Exercise details: Collect each line of the listing below that contains the string "rear" and reproduce those lines in full.

Exercise materials:

>> begin

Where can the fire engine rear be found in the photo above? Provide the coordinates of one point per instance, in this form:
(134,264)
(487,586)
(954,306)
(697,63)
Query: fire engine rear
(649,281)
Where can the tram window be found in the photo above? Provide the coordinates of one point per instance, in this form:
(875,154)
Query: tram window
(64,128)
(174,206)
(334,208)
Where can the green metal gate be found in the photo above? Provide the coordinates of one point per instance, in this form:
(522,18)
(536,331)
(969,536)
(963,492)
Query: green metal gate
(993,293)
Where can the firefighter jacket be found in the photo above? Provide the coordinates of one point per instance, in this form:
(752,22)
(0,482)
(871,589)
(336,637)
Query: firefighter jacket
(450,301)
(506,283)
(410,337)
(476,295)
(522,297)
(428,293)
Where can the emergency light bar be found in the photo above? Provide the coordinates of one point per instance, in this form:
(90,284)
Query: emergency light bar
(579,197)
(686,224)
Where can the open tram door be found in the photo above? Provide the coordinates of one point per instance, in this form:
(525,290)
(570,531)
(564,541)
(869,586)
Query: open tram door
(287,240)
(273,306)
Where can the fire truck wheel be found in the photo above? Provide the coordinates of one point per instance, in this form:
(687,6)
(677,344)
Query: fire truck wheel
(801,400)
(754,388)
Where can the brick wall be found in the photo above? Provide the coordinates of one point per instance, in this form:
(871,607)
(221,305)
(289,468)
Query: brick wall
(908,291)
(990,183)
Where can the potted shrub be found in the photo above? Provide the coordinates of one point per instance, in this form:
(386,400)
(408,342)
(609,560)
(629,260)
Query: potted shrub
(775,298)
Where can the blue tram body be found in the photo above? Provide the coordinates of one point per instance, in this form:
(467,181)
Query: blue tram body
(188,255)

>> end
>> begin

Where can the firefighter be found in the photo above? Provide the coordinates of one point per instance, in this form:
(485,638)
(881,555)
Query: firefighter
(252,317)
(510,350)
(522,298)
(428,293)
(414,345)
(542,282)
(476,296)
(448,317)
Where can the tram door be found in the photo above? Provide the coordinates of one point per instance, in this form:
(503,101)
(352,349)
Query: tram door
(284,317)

>> end
>> begin

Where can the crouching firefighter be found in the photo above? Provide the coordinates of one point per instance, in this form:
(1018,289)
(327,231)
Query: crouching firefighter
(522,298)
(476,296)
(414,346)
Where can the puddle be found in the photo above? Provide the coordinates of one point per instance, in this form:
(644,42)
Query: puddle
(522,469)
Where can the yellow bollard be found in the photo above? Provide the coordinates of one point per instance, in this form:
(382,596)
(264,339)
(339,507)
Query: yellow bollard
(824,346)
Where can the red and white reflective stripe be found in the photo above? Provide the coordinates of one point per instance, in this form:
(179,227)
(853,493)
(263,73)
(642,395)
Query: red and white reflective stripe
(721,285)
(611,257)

>> end

Result below:
Where can the fire engine rear be found in the photo above? Provide the coordinates of one point per instance, in this form:
Query: fire engine rear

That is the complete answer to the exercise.